- [DIRECTIONS FOR THIS TASK] In the records below, tally each line that contains the word "plaid" and give the total only.

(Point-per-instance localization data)

******************************

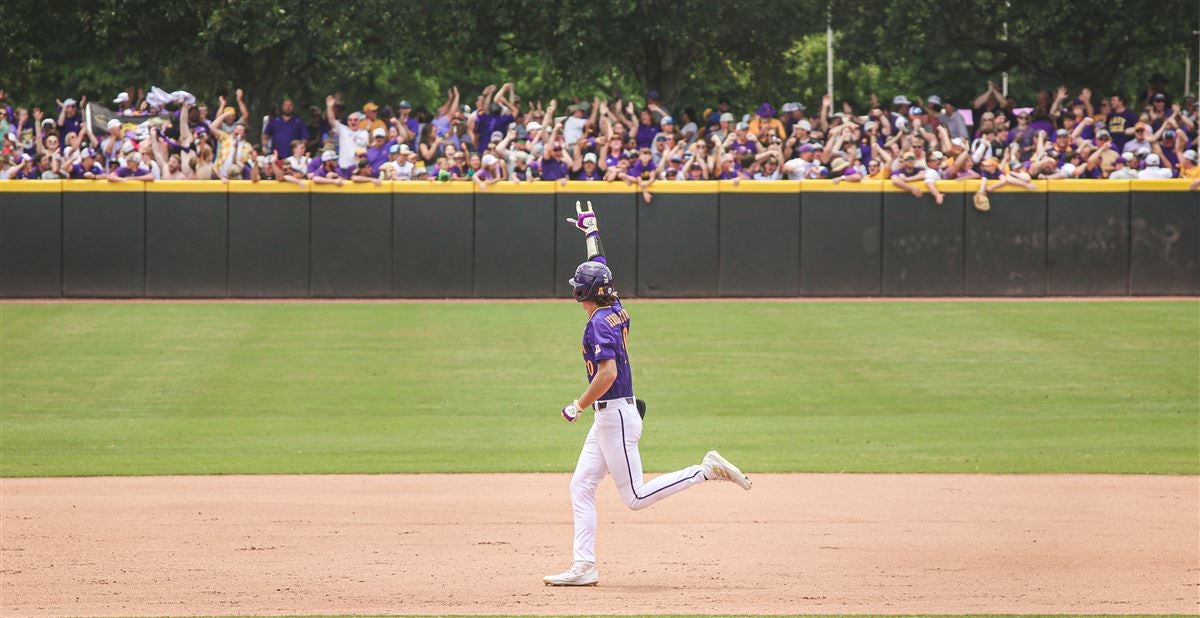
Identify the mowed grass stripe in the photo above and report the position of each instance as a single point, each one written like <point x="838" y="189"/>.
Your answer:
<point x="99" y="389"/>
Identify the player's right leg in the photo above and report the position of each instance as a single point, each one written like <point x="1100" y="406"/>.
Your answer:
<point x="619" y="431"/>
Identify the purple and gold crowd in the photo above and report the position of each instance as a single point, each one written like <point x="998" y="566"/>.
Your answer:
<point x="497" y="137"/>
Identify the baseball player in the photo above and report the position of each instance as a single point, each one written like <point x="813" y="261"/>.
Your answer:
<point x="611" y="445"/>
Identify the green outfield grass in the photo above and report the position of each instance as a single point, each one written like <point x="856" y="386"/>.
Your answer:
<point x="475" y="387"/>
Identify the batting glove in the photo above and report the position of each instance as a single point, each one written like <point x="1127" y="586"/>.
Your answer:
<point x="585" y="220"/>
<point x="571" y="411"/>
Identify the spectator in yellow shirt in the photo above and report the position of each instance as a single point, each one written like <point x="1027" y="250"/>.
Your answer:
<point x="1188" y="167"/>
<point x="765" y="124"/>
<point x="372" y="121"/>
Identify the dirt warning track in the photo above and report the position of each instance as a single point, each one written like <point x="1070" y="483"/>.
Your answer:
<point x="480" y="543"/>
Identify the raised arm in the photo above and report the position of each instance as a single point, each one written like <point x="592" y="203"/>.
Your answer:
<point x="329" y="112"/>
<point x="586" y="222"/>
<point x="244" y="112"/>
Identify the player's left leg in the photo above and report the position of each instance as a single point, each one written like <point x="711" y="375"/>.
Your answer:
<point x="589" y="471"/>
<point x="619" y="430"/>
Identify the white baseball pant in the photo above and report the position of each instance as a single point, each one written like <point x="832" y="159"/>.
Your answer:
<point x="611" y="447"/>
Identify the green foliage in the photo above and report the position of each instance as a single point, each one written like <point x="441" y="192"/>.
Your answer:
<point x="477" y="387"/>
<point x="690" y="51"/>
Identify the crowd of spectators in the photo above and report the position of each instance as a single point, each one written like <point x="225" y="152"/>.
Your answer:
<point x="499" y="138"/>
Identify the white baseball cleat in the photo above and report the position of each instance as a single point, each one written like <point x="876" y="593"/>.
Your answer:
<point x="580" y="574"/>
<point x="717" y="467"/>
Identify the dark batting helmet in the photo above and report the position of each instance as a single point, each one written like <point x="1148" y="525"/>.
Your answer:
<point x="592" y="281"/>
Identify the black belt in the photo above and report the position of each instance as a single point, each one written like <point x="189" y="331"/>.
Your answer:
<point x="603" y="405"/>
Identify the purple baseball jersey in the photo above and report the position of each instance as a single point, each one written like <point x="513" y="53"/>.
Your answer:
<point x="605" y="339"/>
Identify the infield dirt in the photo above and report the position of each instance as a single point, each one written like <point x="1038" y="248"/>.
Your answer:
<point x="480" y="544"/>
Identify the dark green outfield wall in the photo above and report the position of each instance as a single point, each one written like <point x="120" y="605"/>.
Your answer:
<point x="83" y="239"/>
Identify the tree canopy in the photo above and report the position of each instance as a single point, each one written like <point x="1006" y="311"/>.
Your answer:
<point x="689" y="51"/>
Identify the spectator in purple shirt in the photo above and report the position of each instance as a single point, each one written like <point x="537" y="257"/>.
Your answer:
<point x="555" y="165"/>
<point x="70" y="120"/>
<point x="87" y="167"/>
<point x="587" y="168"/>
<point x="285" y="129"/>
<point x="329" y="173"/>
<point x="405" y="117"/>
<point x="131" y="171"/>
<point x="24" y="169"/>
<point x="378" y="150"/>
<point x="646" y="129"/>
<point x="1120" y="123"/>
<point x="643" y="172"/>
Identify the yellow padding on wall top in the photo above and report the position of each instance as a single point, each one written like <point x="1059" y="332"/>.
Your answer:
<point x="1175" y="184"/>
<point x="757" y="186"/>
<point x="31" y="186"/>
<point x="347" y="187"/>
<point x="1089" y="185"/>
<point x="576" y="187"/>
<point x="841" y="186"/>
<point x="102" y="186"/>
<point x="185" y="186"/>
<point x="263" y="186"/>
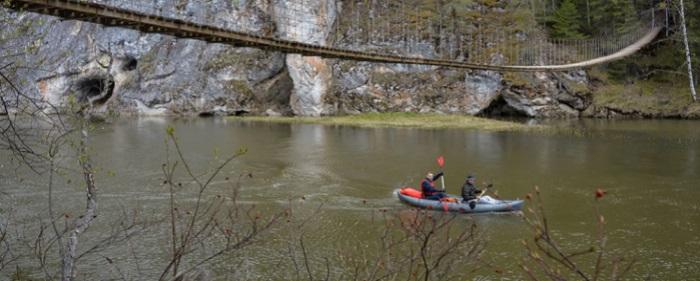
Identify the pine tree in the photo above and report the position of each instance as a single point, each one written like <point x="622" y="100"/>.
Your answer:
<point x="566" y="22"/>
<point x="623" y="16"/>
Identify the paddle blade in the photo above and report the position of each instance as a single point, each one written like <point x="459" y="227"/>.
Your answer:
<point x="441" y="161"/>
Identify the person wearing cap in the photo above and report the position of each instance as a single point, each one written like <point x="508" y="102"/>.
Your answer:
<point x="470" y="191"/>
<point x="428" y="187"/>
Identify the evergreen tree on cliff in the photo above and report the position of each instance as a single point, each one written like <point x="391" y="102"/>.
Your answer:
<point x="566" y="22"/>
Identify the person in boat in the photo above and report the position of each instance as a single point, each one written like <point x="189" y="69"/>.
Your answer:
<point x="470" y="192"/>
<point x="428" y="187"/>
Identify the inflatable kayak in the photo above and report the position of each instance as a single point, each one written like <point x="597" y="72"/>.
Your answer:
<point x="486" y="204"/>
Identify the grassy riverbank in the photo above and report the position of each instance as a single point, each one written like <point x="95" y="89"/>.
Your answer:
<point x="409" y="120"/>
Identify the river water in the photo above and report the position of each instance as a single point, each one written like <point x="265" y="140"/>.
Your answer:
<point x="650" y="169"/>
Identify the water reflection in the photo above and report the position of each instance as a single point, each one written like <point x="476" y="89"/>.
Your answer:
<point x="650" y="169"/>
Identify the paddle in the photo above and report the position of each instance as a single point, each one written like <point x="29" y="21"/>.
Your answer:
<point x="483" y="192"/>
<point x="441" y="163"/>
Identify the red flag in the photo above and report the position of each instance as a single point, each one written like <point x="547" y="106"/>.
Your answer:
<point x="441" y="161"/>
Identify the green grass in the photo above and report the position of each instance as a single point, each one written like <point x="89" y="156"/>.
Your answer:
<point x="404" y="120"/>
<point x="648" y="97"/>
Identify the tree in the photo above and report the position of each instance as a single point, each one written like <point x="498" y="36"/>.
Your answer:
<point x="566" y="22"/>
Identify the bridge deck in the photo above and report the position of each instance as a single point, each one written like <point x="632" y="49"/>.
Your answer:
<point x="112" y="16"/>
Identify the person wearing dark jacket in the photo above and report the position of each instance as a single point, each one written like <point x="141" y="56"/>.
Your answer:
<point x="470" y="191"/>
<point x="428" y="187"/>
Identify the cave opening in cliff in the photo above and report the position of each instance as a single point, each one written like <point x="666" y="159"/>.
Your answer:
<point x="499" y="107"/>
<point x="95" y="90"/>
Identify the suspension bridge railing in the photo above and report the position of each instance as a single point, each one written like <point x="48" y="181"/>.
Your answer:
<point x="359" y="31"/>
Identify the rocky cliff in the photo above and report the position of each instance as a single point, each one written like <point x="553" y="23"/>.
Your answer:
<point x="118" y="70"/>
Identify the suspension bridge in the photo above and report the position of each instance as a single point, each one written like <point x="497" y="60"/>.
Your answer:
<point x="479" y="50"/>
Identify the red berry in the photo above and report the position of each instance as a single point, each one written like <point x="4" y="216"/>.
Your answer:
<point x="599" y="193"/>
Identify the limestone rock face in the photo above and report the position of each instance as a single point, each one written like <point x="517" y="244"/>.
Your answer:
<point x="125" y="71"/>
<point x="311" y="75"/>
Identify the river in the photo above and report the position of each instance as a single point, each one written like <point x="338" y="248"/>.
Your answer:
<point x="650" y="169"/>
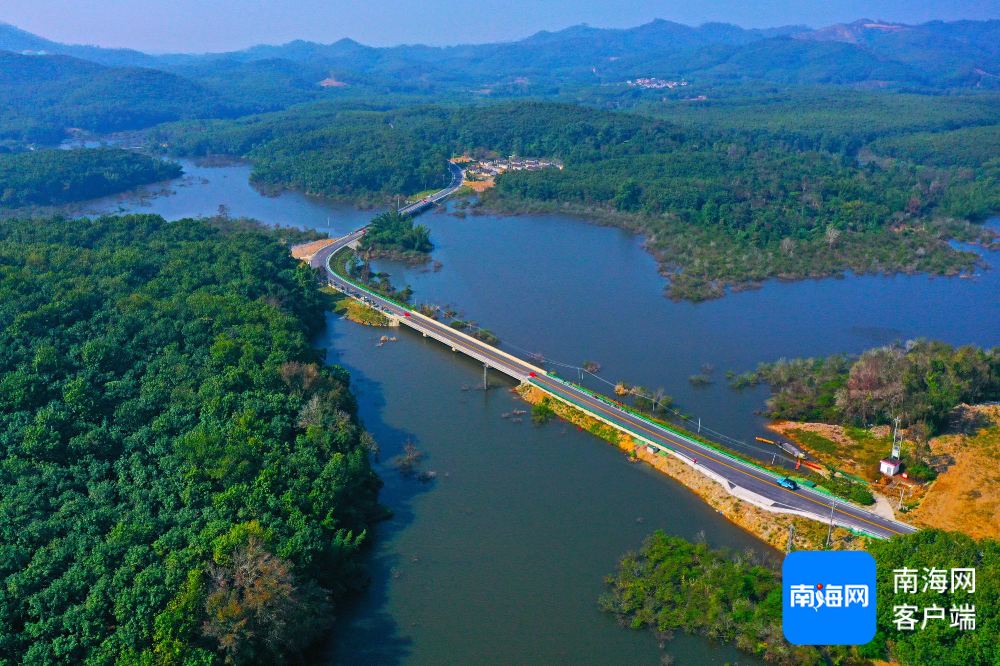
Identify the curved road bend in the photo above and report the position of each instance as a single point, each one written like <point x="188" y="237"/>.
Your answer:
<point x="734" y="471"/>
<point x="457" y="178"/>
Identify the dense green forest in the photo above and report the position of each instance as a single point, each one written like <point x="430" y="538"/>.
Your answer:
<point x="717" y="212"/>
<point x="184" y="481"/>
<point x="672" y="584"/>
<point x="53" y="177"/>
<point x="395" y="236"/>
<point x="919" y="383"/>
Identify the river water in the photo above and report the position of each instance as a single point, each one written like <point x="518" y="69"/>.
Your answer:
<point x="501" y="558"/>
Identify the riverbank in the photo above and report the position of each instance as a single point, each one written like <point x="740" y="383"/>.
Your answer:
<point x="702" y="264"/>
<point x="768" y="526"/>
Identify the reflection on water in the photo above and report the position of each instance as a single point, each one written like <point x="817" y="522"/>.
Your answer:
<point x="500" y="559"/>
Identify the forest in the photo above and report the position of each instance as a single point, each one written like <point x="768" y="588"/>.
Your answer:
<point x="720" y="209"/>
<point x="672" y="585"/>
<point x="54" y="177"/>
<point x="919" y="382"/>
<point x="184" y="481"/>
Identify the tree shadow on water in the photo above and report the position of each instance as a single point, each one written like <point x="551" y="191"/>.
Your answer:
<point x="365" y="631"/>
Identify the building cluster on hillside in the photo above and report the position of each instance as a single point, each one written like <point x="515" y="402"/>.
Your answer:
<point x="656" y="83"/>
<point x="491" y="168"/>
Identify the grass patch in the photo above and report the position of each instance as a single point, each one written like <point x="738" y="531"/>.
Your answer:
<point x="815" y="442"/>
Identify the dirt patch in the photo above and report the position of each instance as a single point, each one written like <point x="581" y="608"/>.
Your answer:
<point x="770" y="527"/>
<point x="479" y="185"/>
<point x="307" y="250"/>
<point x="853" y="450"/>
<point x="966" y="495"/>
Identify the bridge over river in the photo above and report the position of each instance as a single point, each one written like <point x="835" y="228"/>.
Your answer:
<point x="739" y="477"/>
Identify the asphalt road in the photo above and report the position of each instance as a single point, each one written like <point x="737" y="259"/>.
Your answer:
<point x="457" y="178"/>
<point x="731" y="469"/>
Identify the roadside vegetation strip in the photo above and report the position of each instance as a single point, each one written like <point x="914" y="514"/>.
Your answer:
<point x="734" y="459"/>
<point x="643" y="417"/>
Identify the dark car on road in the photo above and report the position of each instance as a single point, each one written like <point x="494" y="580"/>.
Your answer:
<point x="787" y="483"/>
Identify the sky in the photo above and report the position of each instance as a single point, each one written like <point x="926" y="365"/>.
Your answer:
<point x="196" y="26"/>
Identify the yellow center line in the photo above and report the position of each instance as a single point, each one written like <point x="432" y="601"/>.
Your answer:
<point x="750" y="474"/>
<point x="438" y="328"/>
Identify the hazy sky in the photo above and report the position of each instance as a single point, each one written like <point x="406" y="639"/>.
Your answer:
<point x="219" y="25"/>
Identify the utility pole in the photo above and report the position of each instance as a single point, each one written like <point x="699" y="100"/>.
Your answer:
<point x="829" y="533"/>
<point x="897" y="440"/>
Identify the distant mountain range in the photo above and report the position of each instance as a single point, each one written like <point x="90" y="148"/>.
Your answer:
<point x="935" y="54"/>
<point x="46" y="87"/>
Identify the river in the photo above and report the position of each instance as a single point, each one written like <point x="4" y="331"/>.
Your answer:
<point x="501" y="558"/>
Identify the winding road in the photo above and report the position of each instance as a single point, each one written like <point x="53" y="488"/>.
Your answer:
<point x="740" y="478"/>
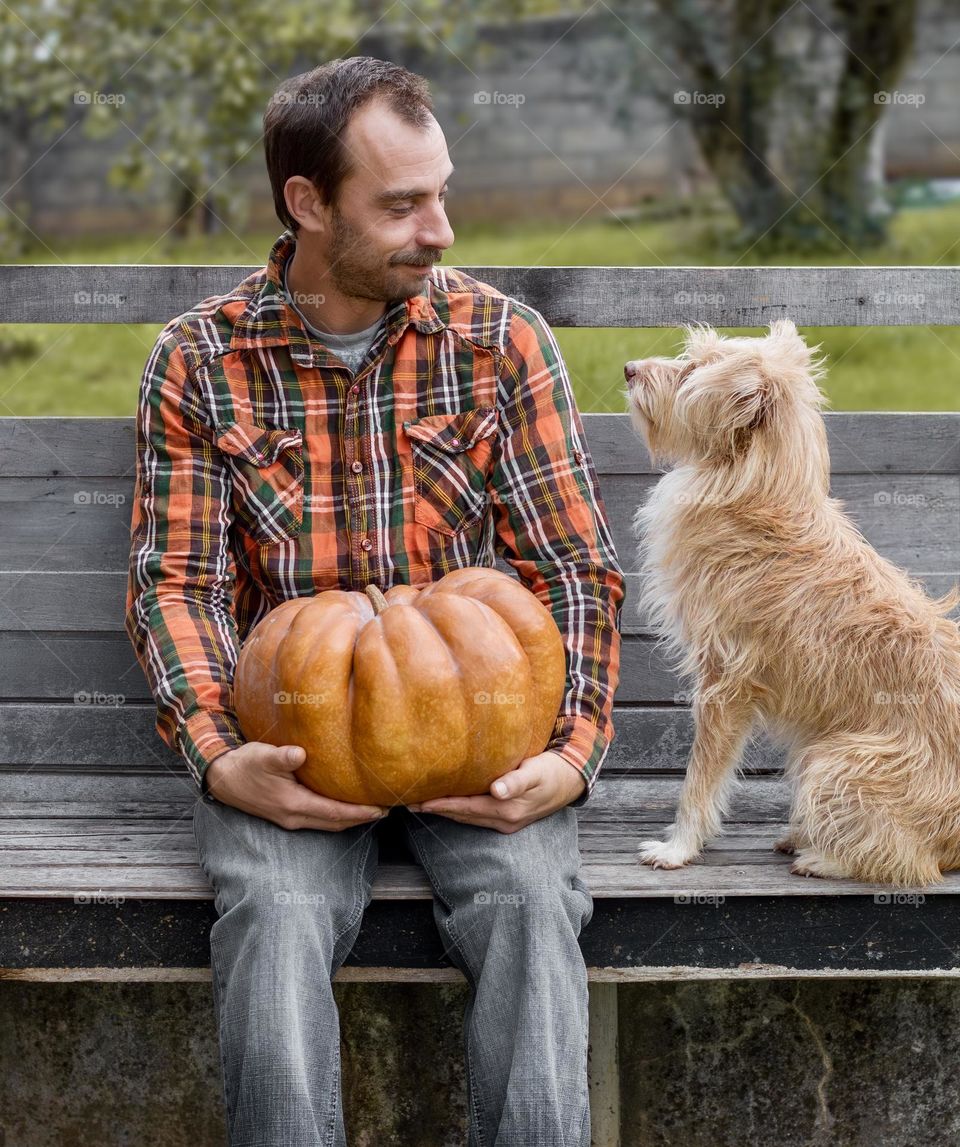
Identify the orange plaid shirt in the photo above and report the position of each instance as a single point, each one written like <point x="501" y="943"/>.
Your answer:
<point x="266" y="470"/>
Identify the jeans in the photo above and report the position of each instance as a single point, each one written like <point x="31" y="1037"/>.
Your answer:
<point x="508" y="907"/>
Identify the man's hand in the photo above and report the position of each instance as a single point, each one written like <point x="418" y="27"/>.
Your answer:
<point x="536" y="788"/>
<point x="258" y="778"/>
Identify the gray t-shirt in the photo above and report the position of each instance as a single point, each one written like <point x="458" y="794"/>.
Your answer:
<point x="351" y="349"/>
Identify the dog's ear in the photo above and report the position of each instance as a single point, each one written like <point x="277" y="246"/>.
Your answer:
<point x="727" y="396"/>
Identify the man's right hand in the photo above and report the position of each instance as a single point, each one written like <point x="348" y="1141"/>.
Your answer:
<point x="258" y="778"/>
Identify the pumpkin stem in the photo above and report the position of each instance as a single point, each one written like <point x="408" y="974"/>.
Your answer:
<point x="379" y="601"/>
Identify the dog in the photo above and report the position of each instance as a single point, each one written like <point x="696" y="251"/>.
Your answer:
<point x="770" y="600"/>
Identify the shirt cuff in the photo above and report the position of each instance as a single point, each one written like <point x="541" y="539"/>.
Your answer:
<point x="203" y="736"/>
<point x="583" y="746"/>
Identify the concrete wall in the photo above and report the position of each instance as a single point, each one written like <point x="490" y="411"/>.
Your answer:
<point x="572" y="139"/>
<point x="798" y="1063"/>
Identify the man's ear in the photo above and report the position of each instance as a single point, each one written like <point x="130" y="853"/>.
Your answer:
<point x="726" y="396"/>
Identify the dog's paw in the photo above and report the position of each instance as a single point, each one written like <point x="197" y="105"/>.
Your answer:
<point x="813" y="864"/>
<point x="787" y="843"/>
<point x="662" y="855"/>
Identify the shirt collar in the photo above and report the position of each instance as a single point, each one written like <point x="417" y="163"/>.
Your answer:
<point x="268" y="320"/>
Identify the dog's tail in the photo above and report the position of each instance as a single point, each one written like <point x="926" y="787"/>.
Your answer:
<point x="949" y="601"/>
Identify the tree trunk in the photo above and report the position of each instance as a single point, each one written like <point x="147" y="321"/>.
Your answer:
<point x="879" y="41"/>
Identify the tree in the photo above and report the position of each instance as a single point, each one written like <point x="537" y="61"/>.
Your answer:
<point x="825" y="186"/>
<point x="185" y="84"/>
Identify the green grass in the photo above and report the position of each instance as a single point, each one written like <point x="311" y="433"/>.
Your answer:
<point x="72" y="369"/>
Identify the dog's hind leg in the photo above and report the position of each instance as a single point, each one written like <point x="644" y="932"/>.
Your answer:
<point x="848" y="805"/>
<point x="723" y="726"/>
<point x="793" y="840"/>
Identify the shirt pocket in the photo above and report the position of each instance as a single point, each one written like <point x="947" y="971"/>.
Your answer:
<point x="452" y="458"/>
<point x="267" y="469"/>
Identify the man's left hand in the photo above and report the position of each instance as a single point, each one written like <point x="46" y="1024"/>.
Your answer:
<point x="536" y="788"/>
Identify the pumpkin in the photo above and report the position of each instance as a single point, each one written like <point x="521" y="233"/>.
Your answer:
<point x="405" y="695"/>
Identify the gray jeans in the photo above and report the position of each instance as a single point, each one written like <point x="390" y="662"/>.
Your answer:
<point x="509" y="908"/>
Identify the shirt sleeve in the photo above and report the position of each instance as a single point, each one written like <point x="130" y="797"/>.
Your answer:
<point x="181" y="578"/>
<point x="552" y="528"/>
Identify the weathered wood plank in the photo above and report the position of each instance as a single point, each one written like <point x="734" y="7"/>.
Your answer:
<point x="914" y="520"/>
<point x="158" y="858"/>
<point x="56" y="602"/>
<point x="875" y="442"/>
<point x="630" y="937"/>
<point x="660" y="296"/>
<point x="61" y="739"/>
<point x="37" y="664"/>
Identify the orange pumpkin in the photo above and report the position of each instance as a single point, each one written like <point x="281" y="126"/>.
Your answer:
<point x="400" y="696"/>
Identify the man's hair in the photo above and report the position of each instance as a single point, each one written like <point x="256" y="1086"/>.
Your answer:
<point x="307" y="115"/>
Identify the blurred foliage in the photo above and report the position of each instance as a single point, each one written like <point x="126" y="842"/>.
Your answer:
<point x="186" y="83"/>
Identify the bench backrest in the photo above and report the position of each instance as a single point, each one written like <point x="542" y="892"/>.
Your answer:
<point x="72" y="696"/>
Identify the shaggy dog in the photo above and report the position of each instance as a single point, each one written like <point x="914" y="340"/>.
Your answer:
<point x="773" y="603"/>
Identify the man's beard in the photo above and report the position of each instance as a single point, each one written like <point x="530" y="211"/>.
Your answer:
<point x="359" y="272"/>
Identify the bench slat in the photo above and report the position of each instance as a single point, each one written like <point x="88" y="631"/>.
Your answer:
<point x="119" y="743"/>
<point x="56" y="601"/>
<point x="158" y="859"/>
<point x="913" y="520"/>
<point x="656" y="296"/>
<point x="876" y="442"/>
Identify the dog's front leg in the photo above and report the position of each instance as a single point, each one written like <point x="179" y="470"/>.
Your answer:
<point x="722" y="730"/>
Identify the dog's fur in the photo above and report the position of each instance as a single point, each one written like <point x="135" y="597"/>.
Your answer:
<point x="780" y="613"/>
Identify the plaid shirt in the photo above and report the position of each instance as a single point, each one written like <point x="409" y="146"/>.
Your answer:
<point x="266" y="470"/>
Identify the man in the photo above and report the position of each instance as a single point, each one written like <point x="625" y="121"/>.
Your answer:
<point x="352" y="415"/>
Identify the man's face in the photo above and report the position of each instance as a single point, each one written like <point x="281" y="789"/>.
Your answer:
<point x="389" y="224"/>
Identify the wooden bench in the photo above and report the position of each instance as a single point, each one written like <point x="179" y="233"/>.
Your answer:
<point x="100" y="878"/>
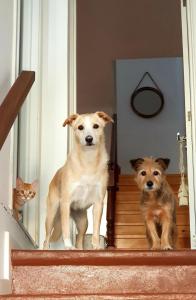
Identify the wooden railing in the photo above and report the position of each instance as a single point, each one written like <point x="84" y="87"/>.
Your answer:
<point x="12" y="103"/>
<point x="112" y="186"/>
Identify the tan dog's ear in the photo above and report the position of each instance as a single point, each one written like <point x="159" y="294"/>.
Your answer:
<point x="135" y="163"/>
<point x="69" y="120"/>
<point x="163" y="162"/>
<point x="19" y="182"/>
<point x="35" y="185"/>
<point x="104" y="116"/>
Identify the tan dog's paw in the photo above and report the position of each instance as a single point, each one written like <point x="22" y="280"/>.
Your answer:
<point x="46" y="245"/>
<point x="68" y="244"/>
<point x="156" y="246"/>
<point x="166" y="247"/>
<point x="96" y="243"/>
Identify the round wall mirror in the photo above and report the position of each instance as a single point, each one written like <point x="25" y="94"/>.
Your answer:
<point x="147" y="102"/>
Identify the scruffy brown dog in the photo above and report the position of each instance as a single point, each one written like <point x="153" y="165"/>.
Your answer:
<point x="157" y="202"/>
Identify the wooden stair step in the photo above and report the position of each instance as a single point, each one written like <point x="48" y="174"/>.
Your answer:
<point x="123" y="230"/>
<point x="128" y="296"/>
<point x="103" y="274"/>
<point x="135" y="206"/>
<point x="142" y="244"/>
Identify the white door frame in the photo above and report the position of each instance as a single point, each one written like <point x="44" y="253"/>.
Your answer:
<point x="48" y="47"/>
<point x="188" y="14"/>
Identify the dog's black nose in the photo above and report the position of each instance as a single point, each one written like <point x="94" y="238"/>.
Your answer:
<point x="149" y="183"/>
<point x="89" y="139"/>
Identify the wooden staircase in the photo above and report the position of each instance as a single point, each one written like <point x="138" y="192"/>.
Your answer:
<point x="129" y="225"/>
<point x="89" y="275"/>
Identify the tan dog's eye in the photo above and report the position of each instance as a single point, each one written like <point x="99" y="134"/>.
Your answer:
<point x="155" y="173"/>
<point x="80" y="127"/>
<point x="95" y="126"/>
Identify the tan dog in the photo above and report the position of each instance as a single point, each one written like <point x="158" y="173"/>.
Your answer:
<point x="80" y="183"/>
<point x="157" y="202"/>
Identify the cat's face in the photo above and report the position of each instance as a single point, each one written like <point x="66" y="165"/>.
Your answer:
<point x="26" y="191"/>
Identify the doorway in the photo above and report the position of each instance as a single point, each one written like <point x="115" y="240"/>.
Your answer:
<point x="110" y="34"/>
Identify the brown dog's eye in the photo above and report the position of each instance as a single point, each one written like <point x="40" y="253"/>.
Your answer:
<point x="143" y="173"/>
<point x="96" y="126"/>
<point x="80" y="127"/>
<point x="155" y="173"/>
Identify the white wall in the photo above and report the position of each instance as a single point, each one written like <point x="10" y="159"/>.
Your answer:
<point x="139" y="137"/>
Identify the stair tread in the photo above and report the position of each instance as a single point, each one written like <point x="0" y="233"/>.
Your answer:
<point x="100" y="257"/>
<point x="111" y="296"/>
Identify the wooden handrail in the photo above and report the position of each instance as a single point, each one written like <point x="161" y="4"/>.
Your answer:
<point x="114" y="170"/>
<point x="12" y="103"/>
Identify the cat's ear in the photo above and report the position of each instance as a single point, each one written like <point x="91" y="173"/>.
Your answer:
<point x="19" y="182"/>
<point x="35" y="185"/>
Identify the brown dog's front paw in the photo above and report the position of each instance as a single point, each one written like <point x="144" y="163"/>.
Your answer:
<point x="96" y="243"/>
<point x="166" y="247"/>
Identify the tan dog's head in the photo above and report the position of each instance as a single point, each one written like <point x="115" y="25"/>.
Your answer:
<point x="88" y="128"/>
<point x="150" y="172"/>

******************************

- [ANSWER BOX] 2